*Exercise material*.
******

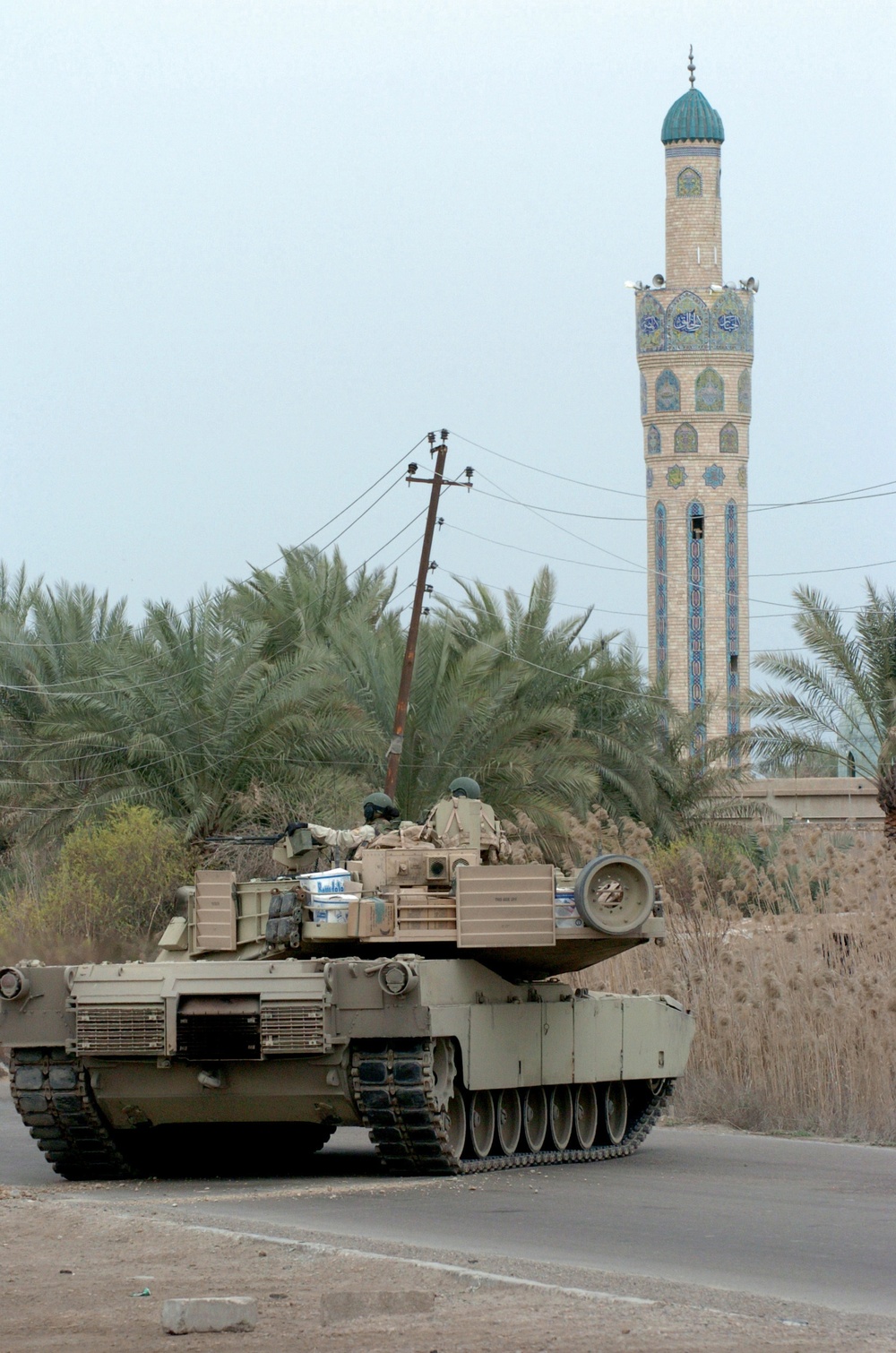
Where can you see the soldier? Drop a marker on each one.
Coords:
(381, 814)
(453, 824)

******

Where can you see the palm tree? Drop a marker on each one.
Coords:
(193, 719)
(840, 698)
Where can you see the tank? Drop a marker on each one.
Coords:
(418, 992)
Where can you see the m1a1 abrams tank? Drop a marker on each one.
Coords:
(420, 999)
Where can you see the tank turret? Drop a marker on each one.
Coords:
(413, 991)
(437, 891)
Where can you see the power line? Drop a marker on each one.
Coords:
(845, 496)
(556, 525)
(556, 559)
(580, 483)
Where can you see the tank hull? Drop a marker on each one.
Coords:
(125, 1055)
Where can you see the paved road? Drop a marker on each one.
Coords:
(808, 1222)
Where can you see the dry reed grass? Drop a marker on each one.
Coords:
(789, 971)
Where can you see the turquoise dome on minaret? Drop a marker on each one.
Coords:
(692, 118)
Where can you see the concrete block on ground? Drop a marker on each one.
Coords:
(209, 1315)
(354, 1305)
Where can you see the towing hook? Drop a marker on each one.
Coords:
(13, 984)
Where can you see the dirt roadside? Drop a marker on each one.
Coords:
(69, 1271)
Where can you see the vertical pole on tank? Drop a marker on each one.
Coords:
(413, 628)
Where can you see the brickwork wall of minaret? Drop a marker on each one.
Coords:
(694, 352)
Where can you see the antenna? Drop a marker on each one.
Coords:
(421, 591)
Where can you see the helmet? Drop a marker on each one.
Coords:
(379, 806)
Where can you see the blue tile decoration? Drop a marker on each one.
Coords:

******

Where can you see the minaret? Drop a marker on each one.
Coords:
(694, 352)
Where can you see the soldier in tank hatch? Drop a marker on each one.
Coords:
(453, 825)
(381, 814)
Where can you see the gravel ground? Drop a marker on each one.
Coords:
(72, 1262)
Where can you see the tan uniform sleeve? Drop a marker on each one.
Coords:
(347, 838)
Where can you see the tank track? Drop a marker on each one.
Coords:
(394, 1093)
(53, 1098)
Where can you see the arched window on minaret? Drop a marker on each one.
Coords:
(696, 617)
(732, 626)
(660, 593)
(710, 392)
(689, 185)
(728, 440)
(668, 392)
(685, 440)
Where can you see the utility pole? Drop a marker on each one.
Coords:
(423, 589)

******

*Task statement*.
Reproduce the lines of the records above word for word, starting at the line that contains "Where can you see the dry" and ending at the line that contains "(354, 1305)", with both of those lines included.

*Result for this exercise*.
Where can you see the dry reed grass? Drop a marker on each one.
Coords:
(789, 971)
Where can you see the turquoise dome on minaret? Drop a marker on each one.
Coords:
(692, 118)
Where can you see the concrete block on ground? Drop a marker on each one.
Coords:
(209, 1315)
(354, 1305)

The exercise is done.